→ **Tasks to perform**
a - From the text on trust and the autonomous individual, write out the passage between "As there is" and "education or not.", inclusive.
b - How would you say this sentence from the text on trust and the autonomous individual in Spanish: "It remains to be seen whether these count as education or not."?
c - Do these statements agree with the text on trust and the autonomous individual? Answer yes or no for each and quote the words that decide it. (i) The human foetus depends on its mother. (ii) There is no scope for intervention in physical maturation. (iii) The text settles that activities like swimming and ballet count as education.

→ **Extract to read**
________

Trust and the autonomous individual

Introduction

It is a truth universally acknowledged that the human foetus is dependent on its mother, becomes a more independent individual upon birth and, with maturation and education, may become an autonomous individual with a discrete body and a history separate from that of the mother. Beyond that, universally acknowledged truths become harder to find unless, of course, one reads Jane Austen.

Education

As there is limited but important scope for intervention in physical maturation, attention turns to identifying the role that education can play in an individual becoming autonomous. Perhaps providing adequate nutrition and healthy living conditions as well as encouraging a child to run, swim, lift weights, do ballet, and like activities rather than sit and watch TV and play on the phone may influence the physical maturation of a child. It remains to be seen whether these count as education or not.

________

→ **Supplied material**
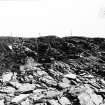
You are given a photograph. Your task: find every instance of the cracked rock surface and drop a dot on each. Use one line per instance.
(52, 71)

________

→ **The results**
a -
As there is limited but important scope for intervention in physical maturation, attention turns to identifying the role that education can play in an individual becoming autonomous. Perhaps providing adequate nutrition and healthy living conditions as well as encouraging a child to run, swim, lift weights, do ballet, and like activities rather than sit and watch TV and play on the phone may influence the physical maturation of a child. It remains to be seen whether these count as education or not.

b - Queda por ver si estas cuentan como educación o no.

c -
(i) Yes: "the human foetus is dependent on its mother"
(ii) No: "there is limited but important scope for intervention in physical maturation"
(iii) No: "It remains to be seen whether these count as education or not."